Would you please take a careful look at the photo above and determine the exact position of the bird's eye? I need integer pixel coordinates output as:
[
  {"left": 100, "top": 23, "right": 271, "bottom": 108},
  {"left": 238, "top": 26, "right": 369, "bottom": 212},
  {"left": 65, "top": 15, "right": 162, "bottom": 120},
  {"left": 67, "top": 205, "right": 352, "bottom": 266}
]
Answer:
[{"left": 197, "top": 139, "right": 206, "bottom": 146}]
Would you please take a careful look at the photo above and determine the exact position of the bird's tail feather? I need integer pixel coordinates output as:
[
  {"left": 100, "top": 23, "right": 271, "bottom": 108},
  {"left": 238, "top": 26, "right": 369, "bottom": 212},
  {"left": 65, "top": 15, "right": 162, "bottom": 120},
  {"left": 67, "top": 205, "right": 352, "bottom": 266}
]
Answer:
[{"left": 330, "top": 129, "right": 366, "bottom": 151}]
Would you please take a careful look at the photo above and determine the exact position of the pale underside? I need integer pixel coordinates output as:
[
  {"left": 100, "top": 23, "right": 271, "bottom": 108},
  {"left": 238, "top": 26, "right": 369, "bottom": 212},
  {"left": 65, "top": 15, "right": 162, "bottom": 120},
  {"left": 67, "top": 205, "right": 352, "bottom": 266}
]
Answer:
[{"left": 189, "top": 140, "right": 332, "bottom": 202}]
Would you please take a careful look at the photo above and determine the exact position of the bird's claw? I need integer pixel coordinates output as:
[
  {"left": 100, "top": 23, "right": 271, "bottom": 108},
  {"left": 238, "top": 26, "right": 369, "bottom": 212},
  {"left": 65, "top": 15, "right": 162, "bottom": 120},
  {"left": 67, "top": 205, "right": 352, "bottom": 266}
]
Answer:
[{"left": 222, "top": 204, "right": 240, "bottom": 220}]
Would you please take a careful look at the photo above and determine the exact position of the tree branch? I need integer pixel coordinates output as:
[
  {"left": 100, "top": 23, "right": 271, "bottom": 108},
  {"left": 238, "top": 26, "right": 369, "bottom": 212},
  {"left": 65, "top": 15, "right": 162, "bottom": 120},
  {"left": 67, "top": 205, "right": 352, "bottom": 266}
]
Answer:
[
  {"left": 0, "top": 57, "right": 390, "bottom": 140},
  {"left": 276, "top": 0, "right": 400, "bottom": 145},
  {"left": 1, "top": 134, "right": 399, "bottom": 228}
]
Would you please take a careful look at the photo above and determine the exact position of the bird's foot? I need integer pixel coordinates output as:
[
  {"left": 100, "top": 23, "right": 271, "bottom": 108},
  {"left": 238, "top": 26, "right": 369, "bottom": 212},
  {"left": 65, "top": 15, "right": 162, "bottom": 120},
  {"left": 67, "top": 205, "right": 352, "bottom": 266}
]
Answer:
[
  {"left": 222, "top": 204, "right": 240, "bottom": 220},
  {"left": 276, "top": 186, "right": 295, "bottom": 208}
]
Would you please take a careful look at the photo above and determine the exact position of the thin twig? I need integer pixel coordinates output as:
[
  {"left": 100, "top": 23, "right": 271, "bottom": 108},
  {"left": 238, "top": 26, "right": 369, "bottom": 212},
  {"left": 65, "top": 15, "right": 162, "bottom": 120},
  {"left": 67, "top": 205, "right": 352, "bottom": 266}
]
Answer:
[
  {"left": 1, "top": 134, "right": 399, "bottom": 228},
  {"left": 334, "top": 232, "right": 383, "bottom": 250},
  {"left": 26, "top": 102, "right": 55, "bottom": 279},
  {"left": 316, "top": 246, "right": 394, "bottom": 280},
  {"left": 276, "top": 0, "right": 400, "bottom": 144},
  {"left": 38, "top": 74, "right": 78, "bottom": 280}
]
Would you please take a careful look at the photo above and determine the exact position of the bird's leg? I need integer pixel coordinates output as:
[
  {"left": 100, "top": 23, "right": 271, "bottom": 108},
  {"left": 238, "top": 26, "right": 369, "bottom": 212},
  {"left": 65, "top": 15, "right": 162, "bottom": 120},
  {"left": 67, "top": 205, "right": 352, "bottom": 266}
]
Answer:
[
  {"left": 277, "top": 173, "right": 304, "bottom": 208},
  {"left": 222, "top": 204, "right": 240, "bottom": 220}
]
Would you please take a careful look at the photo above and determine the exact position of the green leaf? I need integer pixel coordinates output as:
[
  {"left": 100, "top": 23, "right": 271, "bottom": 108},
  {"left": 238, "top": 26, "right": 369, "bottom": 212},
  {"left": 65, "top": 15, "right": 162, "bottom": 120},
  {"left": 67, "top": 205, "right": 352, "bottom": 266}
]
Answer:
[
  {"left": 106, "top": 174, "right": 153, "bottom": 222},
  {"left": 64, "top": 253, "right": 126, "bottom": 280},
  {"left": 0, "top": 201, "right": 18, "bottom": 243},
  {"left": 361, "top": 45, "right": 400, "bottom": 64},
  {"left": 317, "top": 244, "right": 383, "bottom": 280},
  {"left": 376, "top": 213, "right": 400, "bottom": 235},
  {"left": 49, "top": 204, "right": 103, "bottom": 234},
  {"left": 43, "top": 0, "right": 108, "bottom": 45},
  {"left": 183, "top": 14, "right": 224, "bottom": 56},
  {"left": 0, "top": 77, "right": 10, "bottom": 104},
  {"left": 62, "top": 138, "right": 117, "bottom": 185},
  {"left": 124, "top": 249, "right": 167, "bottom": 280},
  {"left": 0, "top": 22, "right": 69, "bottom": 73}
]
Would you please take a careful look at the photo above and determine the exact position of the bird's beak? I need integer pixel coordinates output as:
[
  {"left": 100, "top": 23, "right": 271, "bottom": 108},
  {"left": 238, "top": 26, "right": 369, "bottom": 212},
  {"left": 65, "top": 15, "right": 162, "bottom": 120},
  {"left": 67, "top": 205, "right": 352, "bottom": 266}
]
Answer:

## Work to complete
Produce a verbatim transcription of the entries above.

## Reply to the exercise
Would you please take a careful look at the photo above and determine the exact position of the bird's eye? I need integer pixel coordinates output as:
[
  {"left": 100, "top": 23, "right": 271, "bottom": 108},
  {"left": 238, "top": 26, "right": 369, "bottom": 212},
  {"left": 65, "top": 15, "right": 162, "bottom": 120},
  {"left": 67, "top": 205, "right": 352, "bottom": 266}
]
Answer:
[{"left": 197, "top": 139, "right": 206, "bottom": 146}]
Would you please take a careful look at the photo above and determine the exact position of the bird's tail feather? I need integer pixel coordinates output as:
[
  {"left": 100, "top": 23, "right": 271, "bottom": 108},
  {"left": 238, "top": 26, "right": 369, "bottom": 212},
  {"left": 65, "top": 15, "right": 162, "bottom": 120},
  {"left": 67, "top": 205, "right": 352, "bottom": 266}
]
Answer:
[{"left": 330, "top": 129, "right": 366, "bottom": 151}]
Would you please take a careful look at the photo above and determine the exact position of the pale underside? I need integer pixel coordinates output as:
[
  {"left": 100, "top": 23, "right": 271, "bottom": 108},
  {"left": 238, "top": 26, "right": 369, "bottom": 212},
  {"left": 65, "top": 15, "right": 162, "bottom": 120},
  {"left": 67, "top": 205, "right": 352, "bottom": 266}
]
Answer:
[{"left": 189, "top": 140, "right": 332, "bottom": 202}]
Would you please take a careful look at the photo above and determine the exact position of the bird's claw? I need integer pixel coordinates output as:
[
  {"left": 100, "top": 23, "right": 271, "bottom": 108},
  {"left": 238, "top": 26, "right": 369, "bottom": 212},
  {"left": 65, "top": 15, "right": 162, "bottom": 120},
  {"left": 67, "top": 205, "right": 352, "bottom": 266}
]
Answer:
[{"left": 222, "top": 204, "right": 240, "bottom": 220}]
Would you please take a careful look at the photo above and determine the exact position of the tree branch? I need integer pixel coordinates output as:
[
  {"left": 100, "top": 23, "right": 271, "bottom": 108},
  {"left": 238, "top": 26, "right": 369, "bottom": 212},
  {"left": 65, "top": 15, "right": 162, "bottom": 120},
  {"left": 67, "top": 205, "right": 352, "bottom": 266}
]
Answer:
[
  {"left": 0, "top": 57, "right": 390, "bottom": 140},
  {"left": 276, "top": 0, "right": 400, "bottom": 145},
  {"left": 1, "top": 134, "right": 399, "bottom": 228}
]
Would you please take a careful look at the photo above and determine the exact position of the bird's foot? I need integer pixel coordinates output as:
[
  {"left": 100, "top": 23, "right": 271, "bottom": 108},
  {"left": 238, "top": 26, "right": 369, "bottom": 212},
  {"left": 65, "top": 15, "right": 162, "bottom": 120},
  {"left": 67, "top": 205, "right": 352, "bottom": 266}
]
Answer:
[
  {"left": 222, "top": 204, "right": 240, "bottom": 220},
  {"left": 276, "top": 186, "right": 295, "bottom": 208}
]
Would you please take a careful look at the photo above and determine the exact position of the thin twig? I need integer pixel coordinates output as:
[
  {"left": 100, "top": 23, "right": 271, "bottom": 108},
  {"left": 238, "top": 26, "right": 369, "bottom": 212},
  {"left": 65, "top": 15, "right": 162, "bottom": 120},
  {"left": 67, "top": 205, "right": 352, "bottom": 266}
]
Answer:
[
  {"left": 1, "top": 134, "right": 399, "bottom": 228},
  {"left": 334, "top": 232, "right": 383, "bottom": 250},
  {"left": 26, "top": 102, "right": 55, "bottom": 279},
  {"left": 316, "top": 246, "right": 394, "bottom": 280},
  {"left": 276, "top": 0, "right": 400, "bottom": 144},
  {"left": 38, "top": 74, "right": 78, "bottom": 280}
]
Would you please take a careful look at the photo above and determine the exact position of the bird's leg? I need integer pixel coordinates output as:
[
  {"left": 100, "top": 23, "right": 271, "bottom": 108},
  {"left": 238, "top": 26, "right": 369, "bottom": 212},
  {"left": 65, "top": 15, "right": 162, "bottom": 120},
  {"left": 67, "top": 205, "right": 352, "bottom": 266}
]
Answer:
[
  {"left": 277, "top": 173, "right": 304, "bottom": 208},
  {"left": 222, "top": 204, "right": 240, "bottom": 220}
]
Would you please take a careful look at the photo above and determine the exact position of the green leaf? I need integer pixel coordinates output as:
[
  {"left": 100, "top": 23, "right": 271, "bottom": 108},
  {"left": 238, "top": 26, "right": 369, "bottom": 212},
  {"left": 65, "top": 15, "right": 162, "bottom": 120},
  {"left": 67, "top": 205, "right": 352, "bottom": 266}
]
Answer:
[
  {"left": 106, "top": 174, "right": 153, "bottom": 222},
  {"left": 64, "top": 253, "right": 126, "bottom": 280},
  {"left": 0, "top": 201, "right": 18, "bottom": 243},
  {"left": 361, "top": 45, "right": 400, "bottom": 64},
  {"left": 317, "top": 244, "right": 383, "bottom": 280},
  {"left": 376, "top": 213, "right": 400, "bottom": 235},
  {"left": 49, "top": 204, "right": 103, "bottom": 234},
  {"left": 43, "top": 0, "right": 108, "bottom": 45},
  {"left": 183, "top": 14, "right": 224, "bottom": 56},
  {"left": 0, "top": 77, "right": 10, "bottom": 104},
  {"left": 62, "top": 138, "right": 117, "bottom": 185},
  {"left": 124, "top": 249, "right": 167, "bottom": 280},
  {"left": 0, "top": 22, "right": 69, "bottom": 73}
]
Would you please take a careful look at the photo above and determine the exact position of the bird's beak? I need integer pixel coordinates output as:
[
  {"left": 100, "top": 23, "right": 271, "bottom": 108},
  {"left": 238, "top": 26, "right": 369, "bottom": 212},
  {"left": 65, "top": 15, "right": 162, "bottom": 120},
  {"left": 67, "top": 205, "right": 352, "bottom": 266}
]
Answer:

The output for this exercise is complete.